Source document>
February 18, 2004
Copy of a Copy
I've always assumed that over the course of a large number of generations of digital copies, data would always get lost or corrupted. I never had any scientific evidence to back up or disprove that assumption until now
Posted by Eric at February 18, 2004 10:56 AMWow. Well, you know what happens when you "assume"...
Posted by: Sam at February 18, 2004 03:31 PMWas this some kid's science project?
If, by some ill-designed method, CD-R copies were made by a mechanical method (duplicating the media representation rather than the recovered & regenerated signal), then there would be a good chance that bit drift would corrupt some data eventually.
However, when a CD-R is read, the drive's interface only sends a "1" or a "0" back to the host computer. It cannot possibly send an ambiguous value such as "0.54." The A/D converter(s) and CRC ensure that no single analog errors are passed to the next generation. Sure, the media is still analog, but that layer of digital regeneration makes it all work.

Data provided>
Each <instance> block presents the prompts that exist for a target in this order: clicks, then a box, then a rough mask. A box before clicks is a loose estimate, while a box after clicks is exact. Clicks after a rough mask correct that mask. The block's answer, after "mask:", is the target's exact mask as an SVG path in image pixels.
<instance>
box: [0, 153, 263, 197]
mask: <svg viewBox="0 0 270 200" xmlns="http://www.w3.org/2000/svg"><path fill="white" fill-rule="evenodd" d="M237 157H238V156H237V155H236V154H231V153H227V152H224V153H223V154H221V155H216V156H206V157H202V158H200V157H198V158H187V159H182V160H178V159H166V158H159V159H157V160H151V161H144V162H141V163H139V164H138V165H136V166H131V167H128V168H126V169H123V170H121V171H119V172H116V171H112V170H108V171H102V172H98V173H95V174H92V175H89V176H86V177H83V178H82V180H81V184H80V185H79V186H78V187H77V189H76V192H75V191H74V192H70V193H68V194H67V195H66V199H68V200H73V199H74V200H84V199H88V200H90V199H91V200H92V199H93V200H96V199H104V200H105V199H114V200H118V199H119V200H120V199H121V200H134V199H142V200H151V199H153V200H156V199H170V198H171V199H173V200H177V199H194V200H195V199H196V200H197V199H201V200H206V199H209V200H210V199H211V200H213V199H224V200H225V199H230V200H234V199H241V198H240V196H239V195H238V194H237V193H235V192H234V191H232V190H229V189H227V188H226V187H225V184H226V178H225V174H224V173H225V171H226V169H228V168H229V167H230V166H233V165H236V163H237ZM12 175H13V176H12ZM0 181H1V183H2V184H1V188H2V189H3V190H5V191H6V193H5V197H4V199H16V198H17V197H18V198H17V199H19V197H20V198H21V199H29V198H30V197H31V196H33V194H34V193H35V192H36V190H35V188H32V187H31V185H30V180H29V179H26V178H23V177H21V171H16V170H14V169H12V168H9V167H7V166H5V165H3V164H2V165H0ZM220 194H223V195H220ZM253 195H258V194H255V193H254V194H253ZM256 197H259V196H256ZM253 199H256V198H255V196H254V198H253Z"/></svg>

What you need to do>
(a) List every word or value that appears inside quotation marks in the post about digital copies.
(b) Write out the passage of the post about digital copies from "However, when a" to "it all work.", word for word.
The data has nothing to do with the post about digital copies.

Task solutions>
(a) "assume", "1", "0", "0.54."

(b)
However, when a CD-R is read, the drive's interface only sends a "1" or a "0" back to the host computer. It cannot possibly send an ambiguous value such as "0.54." The A/D converter(s) and CRC ensure that no single analog errors are passed to the next generation. Sure, the media is still analog, but that layer of digital regeneration makes it all work.